▶ Что сделать
- a) Выведите без изменений фрагмент отрывка о Нюрнберге, который открывается словами, содержащими «Нам придётся итти», и закрывается словами «Международного Военного Трибунала.».
- b) Какие фамилии людей упоминаются в отрывке о Нюрнберге? Перечислите все.

▶ Выбранный отрывок
Нюрнбергский змий
Нюрнбергский змий
Следуйте за мною, я поведу вас в здание Нюрнбергского суда. Мы двинемся из Гранд-отеля прямо на северо-запад, вдоль бесконечной шеренги фантастических развалин. При виде их плохо верится, что ещё недавно сюда ездили паломники полюбоваться на домик Дюрера и витражи Гиршфогеля. Нет у нас дорогих воспоминаний в Нюрнберге; ни Дюрер, ни Меланхтон не сумеют обелить позднейших прегрешений Нюрнберга; нас не тронут поэтому эти битые черепки и нечёсаные космы рваной арматуры.
Нам придётся итти долго, пока не станет тошно от зрелища опустошения и встречных теней, которые будут опускать перед нами дряхлые тысячелетние глаза, чтобы взглядом не прожечь на нас одежды, — итти пока не остановит часовой. Это случится возле громадного серого дома с дверьми, как могильные плиты. Американский солдат искоса взглянет на полосатый пропуск и бросит сквозь зубы: — о-кэй. Потом нас поглотят лабиринты коридоров и лестниц, полные простудных сквозняков и людей, со всех концов мира притащивших сюда вороха протоколов и улик. К десяти все займут отведённые места, и тогда вступит в действие сложный механизм Международного Военного Трибунала.

Строки набора данных для указания на объекты

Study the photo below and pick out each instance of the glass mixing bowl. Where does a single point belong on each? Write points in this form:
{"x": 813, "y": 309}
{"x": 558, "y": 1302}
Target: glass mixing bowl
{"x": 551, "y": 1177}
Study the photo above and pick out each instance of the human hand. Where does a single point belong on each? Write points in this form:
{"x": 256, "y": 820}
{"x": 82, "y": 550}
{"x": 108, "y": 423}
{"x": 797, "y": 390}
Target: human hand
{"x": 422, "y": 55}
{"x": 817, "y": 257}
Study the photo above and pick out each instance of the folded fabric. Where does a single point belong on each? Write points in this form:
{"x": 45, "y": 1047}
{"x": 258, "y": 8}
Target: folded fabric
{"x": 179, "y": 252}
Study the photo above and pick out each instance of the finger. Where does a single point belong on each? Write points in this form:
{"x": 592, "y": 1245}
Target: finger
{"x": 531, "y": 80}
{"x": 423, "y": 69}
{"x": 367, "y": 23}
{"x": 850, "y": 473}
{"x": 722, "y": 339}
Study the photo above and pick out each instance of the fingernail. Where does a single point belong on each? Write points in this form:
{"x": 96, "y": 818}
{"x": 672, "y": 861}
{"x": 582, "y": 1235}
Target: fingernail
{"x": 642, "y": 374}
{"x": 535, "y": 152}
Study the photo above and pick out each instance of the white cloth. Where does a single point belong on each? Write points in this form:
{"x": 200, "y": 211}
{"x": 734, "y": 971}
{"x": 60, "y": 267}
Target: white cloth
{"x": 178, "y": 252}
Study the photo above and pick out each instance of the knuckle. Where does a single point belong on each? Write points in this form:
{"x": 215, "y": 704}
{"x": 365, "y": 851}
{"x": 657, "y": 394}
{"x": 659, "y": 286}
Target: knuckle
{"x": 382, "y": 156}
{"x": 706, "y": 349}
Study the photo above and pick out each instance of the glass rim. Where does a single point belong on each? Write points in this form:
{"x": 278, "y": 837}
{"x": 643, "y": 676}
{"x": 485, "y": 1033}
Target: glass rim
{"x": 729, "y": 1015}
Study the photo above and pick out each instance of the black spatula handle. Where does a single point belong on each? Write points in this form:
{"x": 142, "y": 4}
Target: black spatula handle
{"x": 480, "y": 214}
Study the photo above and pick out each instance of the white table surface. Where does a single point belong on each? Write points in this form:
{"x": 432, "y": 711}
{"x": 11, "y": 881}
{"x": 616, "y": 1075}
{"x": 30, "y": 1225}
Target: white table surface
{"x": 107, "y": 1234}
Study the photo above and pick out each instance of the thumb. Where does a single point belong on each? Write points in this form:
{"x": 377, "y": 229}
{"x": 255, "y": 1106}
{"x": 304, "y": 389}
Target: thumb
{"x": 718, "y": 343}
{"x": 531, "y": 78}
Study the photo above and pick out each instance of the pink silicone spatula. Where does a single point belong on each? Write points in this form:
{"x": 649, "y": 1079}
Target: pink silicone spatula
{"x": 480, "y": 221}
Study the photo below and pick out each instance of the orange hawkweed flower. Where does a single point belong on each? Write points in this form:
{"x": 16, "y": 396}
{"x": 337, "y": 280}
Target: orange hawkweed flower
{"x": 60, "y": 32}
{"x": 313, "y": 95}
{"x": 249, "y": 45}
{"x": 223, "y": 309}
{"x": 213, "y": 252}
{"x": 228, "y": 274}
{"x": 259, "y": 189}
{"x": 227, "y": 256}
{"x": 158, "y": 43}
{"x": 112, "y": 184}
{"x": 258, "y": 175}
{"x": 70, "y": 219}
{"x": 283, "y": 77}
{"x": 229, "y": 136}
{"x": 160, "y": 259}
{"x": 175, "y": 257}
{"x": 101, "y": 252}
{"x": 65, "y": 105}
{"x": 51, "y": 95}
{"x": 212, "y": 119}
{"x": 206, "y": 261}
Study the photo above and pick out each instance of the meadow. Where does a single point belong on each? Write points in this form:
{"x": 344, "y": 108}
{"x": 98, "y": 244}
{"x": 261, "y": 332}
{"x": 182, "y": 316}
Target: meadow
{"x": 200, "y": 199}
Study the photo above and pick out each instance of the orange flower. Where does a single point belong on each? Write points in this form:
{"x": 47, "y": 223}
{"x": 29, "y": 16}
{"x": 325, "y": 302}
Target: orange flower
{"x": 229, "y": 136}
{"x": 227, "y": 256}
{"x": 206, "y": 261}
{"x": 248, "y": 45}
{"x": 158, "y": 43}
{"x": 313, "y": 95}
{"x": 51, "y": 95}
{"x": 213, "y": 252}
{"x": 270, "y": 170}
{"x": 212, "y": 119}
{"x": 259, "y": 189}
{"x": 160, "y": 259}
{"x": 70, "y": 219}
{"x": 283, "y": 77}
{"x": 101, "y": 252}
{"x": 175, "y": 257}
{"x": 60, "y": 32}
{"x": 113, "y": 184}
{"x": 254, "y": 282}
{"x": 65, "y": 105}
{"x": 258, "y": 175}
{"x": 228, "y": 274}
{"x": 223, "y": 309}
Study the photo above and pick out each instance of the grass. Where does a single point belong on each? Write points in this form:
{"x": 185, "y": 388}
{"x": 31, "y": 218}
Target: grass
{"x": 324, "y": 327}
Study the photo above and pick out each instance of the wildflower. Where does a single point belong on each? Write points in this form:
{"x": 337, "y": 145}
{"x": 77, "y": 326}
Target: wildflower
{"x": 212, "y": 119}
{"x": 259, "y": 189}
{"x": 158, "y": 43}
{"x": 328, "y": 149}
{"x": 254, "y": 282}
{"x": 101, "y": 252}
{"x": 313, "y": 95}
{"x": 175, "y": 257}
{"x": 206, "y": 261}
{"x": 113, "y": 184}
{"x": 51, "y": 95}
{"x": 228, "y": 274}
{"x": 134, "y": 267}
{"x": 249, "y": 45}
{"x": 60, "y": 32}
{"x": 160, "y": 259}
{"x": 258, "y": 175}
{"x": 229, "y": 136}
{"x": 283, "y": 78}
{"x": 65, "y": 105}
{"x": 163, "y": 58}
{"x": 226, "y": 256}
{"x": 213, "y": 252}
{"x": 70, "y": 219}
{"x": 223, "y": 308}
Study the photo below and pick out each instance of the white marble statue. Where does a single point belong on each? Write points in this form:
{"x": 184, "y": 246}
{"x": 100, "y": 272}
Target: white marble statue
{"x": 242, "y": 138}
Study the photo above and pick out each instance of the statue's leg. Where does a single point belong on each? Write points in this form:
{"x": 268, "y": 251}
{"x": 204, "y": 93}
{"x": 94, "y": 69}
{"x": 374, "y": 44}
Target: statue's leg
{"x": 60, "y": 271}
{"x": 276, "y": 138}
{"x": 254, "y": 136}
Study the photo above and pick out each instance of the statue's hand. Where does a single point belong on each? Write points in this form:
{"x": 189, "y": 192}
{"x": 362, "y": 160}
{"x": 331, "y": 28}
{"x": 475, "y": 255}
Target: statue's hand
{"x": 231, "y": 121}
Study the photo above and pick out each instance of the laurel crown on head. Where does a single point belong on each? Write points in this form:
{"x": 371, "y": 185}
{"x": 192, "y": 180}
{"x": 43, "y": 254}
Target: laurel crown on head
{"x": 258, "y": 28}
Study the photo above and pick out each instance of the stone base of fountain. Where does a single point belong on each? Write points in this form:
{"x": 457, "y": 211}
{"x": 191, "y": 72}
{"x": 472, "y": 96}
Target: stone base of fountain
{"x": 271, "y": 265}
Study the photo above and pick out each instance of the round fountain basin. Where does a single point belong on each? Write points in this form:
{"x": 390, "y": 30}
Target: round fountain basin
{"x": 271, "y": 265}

▶ Ответы на задания
- a)
Нам придётся итти долго, пока не станет тошно от зрелища опустошения и встречных теней, которые будут опускать перед нами дряхлые тысячелетние глаза, чтобы взглядом не прожечь на нас одежды, — итти пока не остановит часовой. Это случится возле громадного серого дома с дверьми, как могильные плиты. Американский солдат искоса взглянет на полосатый пропуск и бросит сквозь зубы: — о-кэй. Потом нас поглотят лабиринты коридоров и лестниц, полные простудных сквозняков и людей, со всех концов мира притащивших сюда вороха протоколов и улик. К десяти все займут отведённые места, и тогда вступит в действие сложный механизм Международного Военного Трибунала.

- b) Дюрер, Гиршфогель, Меланхтон